▶ [What is needed]: Could you set down every entry exactly as it appears?

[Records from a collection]
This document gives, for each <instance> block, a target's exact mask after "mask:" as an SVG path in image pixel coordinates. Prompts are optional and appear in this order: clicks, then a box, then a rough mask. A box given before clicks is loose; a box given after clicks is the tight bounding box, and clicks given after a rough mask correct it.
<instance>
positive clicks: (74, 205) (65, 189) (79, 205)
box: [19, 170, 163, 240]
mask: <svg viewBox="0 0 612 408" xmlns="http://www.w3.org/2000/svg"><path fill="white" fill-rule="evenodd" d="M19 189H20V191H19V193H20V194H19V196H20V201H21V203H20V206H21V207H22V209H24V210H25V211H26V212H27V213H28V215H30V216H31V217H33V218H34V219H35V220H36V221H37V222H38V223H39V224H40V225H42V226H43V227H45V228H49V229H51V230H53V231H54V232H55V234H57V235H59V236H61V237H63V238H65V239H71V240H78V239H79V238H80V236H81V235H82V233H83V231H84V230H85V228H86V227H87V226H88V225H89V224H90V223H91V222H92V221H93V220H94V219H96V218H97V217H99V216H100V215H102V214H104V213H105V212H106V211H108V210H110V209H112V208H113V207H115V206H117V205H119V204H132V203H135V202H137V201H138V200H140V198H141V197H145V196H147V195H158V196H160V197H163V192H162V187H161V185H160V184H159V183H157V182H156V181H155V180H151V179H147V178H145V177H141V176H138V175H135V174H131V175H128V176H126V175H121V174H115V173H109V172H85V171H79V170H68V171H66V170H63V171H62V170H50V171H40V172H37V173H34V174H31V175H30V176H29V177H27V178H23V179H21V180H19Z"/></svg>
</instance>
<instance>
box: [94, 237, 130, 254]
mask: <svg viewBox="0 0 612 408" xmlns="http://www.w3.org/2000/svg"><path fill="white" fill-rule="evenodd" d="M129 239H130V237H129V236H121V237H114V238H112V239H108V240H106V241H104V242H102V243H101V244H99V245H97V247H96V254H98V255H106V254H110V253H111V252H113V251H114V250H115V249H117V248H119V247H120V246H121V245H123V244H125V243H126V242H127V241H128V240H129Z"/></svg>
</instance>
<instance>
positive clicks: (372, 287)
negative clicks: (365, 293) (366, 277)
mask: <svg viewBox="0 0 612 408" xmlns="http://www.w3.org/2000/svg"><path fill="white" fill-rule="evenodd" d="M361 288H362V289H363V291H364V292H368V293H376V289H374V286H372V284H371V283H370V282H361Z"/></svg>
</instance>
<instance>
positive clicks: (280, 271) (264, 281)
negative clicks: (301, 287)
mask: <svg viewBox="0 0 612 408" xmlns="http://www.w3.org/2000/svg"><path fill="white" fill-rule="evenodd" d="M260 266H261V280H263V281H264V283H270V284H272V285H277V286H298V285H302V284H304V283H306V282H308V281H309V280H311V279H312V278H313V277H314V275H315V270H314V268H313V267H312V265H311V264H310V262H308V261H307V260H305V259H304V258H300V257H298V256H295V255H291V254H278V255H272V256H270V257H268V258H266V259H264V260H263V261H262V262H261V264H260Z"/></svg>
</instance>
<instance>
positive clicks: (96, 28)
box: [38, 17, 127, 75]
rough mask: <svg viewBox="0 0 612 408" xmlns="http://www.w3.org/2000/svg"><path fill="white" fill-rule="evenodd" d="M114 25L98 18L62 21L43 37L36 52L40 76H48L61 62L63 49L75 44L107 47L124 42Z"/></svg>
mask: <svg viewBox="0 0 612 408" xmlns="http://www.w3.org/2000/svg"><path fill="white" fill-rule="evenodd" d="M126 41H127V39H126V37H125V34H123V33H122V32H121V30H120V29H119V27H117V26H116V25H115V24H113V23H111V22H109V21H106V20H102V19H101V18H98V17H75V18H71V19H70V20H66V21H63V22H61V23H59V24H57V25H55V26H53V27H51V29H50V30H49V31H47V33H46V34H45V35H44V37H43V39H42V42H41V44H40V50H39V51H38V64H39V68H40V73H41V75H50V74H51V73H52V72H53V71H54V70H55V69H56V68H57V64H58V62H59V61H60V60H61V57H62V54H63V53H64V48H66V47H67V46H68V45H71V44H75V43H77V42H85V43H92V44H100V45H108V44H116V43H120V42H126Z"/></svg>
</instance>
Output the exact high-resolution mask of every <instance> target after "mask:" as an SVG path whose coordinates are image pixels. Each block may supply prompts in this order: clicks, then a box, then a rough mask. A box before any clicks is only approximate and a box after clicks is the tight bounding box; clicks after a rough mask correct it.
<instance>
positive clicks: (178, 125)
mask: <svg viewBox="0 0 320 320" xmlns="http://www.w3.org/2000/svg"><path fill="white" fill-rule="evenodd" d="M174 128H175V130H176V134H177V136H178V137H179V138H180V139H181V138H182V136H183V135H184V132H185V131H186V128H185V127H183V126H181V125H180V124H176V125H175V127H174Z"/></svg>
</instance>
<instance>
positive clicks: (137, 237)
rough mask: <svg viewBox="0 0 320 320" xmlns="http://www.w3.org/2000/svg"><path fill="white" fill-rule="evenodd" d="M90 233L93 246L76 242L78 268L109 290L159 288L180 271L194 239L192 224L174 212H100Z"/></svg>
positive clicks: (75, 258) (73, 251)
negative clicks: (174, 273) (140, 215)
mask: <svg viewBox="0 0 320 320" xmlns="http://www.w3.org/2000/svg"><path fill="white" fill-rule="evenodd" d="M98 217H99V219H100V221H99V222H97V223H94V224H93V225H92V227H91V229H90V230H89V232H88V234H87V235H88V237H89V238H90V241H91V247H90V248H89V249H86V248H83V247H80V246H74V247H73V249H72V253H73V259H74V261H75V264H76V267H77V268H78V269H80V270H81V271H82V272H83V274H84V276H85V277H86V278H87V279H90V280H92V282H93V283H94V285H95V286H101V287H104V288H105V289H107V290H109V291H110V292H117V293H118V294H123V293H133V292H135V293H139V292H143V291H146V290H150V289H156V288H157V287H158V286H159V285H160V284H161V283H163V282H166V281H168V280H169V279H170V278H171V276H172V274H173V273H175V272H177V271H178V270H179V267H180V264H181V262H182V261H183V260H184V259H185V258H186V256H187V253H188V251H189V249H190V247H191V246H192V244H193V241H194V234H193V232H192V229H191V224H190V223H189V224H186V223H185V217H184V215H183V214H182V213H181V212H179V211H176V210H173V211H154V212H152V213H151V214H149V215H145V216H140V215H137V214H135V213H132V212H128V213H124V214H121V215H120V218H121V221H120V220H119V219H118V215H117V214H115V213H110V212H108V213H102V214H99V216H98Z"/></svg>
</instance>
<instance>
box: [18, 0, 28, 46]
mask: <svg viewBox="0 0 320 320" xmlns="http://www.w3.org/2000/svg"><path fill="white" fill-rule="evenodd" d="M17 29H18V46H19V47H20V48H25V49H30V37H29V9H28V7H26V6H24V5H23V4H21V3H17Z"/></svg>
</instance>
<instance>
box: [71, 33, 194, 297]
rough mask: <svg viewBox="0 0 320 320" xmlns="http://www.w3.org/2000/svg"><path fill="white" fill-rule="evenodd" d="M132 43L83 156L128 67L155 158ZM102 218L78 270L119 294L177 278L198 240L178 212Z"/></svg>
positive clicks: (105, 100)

▶ [Solution to the exercise]:
This document gives, for each <instance> block, a target's exact mask after "mask:" as an SVG path in image pixel coordinates. Prompts are optional and appear in this order: clicks, then a box, then a rough mask. A box given before clicks is loose; a box given after clicks is the tight bounding box, and clicks given after a rough mask correct it.
<instance>
positive clicks: (74, 205) (65, 189) (79, 205)
box: [19, 170, 163, 240]
mask: <svg viewBox="0 0 612 408" xmlns="http://www.w3.org/2000/svg"><path fill="white" fill-rule="evenodd" d="M19 189H20V191H19V193H20V194H19V196H20V201H21V203H20V206H21V207H22V209H24V210H25V211H26V212H27V213H28V215H30V216H31V217H33V218H34V219H35V220H36V221H37V222H38V223H39V224H40V225H42V226H43V227H45V228H49V229H51V230H53V231H54V232H55V234H57V235H59V236H61V237H63V238H65V239H71V240H78V239H79V238H80V236H81V235H82V233H83V231H84V230H85V228H86V227H87V226H88V225H89V224H90V223H91V222H92V221H93V220H94V219H96V218H97V217H99V216H100V215H102V214H104V213H105V212H106V211H108V210H110V209H112V208H113V207H115V206H117V205H119V204H132V203H135V202H137V201H138V200H140V198H141V197H145V196H147V195H158V196H160V197H163V192H162V187H161V185H160V184H159V183H157V182H156V181H155V180H151V179H147V178H145V177H141V176H138V175H135V174H131V175H128V176H126V175H121V174H115V173H109V172H85V171H79V170H68V171H66V170H63V171H62V170H50V171H40V172H37V173H34V174H31V175H30V176H29V177H27V178H23V179H21V180H19Z"/></svg>
</instance>
<instance>
box: [94, 237, 130, 254]
mask: <svg viewBox="0 0 612 408" xmlns="http://www.w3.org/2000/svg"><path fill="white" fill-rule="evenodd" d="M129 239H130V237H129V236H121V237H114V238H112V239H108V240H106V241H104V242H102V243H101V244H99V245H97V247H96V254H98V255H106V254H110V253H111V252H113V251H114V250H115V249H117V248H119V247H120V246H121V245H123V244H125V243H126V242H127V241H128V240H129Z"/></svg>
</instance>
<instance>
positive clicks: (372, 287)
negative clicks: (365, 293) (366, 277)
mask: <svg viewBox="0 0 612 408" xmlns="http://www.w3.org/2000/svg"><path fill="white" fill-rule="evenodd" d="M361 288H362V289H363V291H364V292H368V293H376V289H374V286H372V284H371V283H370V282H361Z"/></svg>
</instance>
<instance>
positive clicks: (280, 271) (264, 281)
negative clicks: (301, 287)
mask: <svg viewBox="0 0 612 408" xmlns="http://www.w3.org/2000/svg"><path fill="white" fill-rule="evenodd" d="M260 266H261V280H263V281H264V283H270V284H272V285H277V286H298V285H302V284H304V283H306V282H308V281H309V280H311V279H312V278H313V277H314V275H315V270H314V268H313V267H312V265H311V264H310V262H308V261H307V260H305V259H304V258H300V257H298V256H295V255H291V254H278V255H272V256H270V257H268V258H266V259H264V260H263V261H262V262H261V264H260Z"/></svg>
</instance>
<instance>
positive clicks: (96, 28)
box: [38, 17, 127, 75]
rough mask: <svg viewBox="0 0 612 408" xmlns="http://www.w3.org/2000/svg"><path fill="white" fill-rule="evenodd" d="M114 25L98 18L62 21L43 37L36 52L40 76H48L61 62L63 49L75 44L107 47L124 42Z"/></svg>
mask: <svg viewBox="0 0 612 408" xmlns="http://www.w3.org/2000/svg"><path fill="white" fill-rule="evenodd" d="M126 41H127V39H126V37H125V34H123V33H122V32H121V30H120V29H119V27H117V26H116V25H115V24H113V23H111V22H109V21H106V20H102V19H101V18H98V17H75V18H71V19H70V20H66V21H63V22H61V23H59V24H57V25H55V26H53V27H51V29H50V30H49V31H47V33H46V34H45V35H44V37H43V39H42V42H41V44H40V50H39V51H38V64H39V68H40V73H41V75H50V74H51V73H52V72H53V71H54V70H55V69H56V68H57V64H58V62H59V61H60V60H61V57H62V54H63V53H64V48H66V47H67V46H68V45H71V44H75V43H77V42H85V43H92V44H100V45H108V44H116V43H120V42H126Z"/></svg>
</instance>
Output the exact high-resolution mask of every <instance> target after "mask:" as an SVG path whose coordinates are image pixels. Each block may supply prompts in this order: clicks, then a box, then a rough mask. A box before any clicks is only approximate and a box after clicks is the tight bounding box; clicks after a rough mask correct it.
<instance>
positive clicks: (178, 125)
mask: <svg viewBox="0 0 320 320" xmlns="http://www.w3.org/2000/svg"><path fill="white" fill-rule="evenodd" d="M174 128H175V130H176V134H177V136H178V137H179V138H180V139H181V138H182V136H183V135H184V132H185V131H186V128H185V127H183V126H181V125H180V124H176V125H175V127H174Z"/></svg>
</instance>
<instance>
positive clicks: (137, 237)
rough mask: <svg viewBox="0 0 320 320" xmlns="http://www.w3.org/2000/svg"><path fill="white" fill-rule="evenodd" d="M90 233L93 246L76 242L78 268L109 290L159 288L180 271L194 239L192 224L174 212H100Z"/></svg>
positive clicks: (75, 258) (73, 251)
negative clicks: (174, 273) (140, 215)
mask: <svg viewBox="0 0 320 320" xmlns="http://www.w3.org/2000/svg"><path fill="white" fill-rule="evenodd" d="M98 217H99V219H100V221H99V222H97V223H94V224H93V225H92V227H91V229H90V230H89V232H88V234H87V235H88V237H89V238H90V241H91V247H90V248H89V249H86V248H83V247H80V246H74V247H73V249H72V253H73V259H74V261H75V264H76V267H77V268H78V269H80V270H81V271H82V272H83V274H84V276H85V277H86V278H87V279H90V280H92V282H93V283H94V285H95V286H101V287H104V288H105V289H107V290H109V291H110V292H117V293H118V294H123V293H133V292H135V293H139V292H143V291H146V290H150V289H156V288H157V287H158V286H159V285H160V284H161V283H163V282H166V281H168V280H169V279H170V278H171V276H172V274H173V273H175V272H177V271H178V270H179V267H180V264H181V262H182V261H183V260H184V259H185V258H186V256H187V253H188V251H189V249H190V247H191V246H192V244H193V241H194V234H193V232H192V229H191V224H190V223H189V224H186V223H185V217H184V215H183V214H182V213H181V212H179V211H176V210H173V211H154V212H152V213H151V214H149V215H145V216H140V215H137V214H135V213H132V212H128V213H124V214H121V215H120V218H121V221H120V220H119V219H118V215H117V214H115V213H110V212H108V213H102V214H99V216H98Z"/></svg>
</instance>
<instance>
box: [18, 0, 28, 46]
mask: <svg viewBox="0 0 320 320" xmlns="http://www.w3.org/2000/svg"><path fill="white" fill-rule="evenodd" d="M17 29H18V46H19V47H20V48H25V49H30V37H29V9H28V7H26V6H24V5H23V4H21V3H17Z"/></svg>
</instance>
<instance>
box: [71, 33, 194, 297]
rough mask: <svg viewBox="0 0 320 320" xmlns="http://www.w3.org/2000/svg"><path fill="white" fill-rule="evenodd" d="M132 43L83 156L128 67L155 158ZM102 218L78 270L119 294L177 278L198 240L178 212Z"/></svg>
positive clicks: (105, 100)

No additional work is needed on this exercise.